● WRITTEN REQUEST
Pick out every line in the listing below that contains the string "mask", and copy each such line in full. Case counts.

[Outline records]
>>>

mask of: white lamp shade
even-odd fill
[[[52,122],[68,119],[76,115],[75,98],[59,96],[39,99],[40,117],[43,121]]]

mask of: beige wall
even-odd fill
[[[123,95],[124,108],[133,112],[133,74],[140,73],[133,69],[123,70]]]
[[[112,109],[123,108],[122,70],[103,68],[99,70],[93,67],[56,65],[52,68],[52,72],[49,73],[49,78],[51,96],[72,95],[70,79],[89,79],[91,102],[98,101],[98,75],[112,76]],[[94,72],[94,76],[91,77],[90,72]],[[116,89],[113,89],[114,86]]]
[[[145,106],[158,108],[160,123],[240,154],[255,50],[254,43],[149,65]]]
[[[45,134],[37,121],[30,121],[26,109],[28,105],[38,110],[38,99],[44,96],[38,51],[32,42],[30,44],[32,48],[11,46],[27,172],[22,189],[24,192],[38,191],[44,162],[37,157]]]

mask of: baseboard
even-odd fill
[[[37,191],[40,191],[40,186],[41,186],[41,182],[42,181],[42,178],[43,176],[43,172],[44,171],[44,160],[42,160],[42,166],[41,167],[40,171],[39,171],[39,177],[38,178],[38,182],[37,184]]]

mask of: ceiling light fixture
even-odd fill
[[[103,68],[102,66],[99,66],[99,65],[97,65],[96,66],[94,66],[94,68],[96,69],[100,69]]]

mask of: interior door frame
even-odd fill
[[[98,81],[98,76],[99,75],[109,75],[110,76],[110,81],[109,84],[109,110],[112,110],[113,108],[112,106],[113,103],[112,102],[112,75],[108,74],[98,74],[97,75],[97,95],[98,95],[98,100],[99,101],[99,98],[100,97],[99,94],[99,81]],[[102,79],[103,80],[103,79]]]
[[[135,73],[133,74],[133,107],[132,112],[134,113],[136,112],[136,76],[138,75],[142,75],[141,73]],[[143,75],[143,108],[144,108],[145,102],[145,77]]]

<<<

● THE RESULT
mask of: white lamp shade
mask of: beige wall
mask of: baseboard
mask of: ceiling light fixture
mask of: interior door frame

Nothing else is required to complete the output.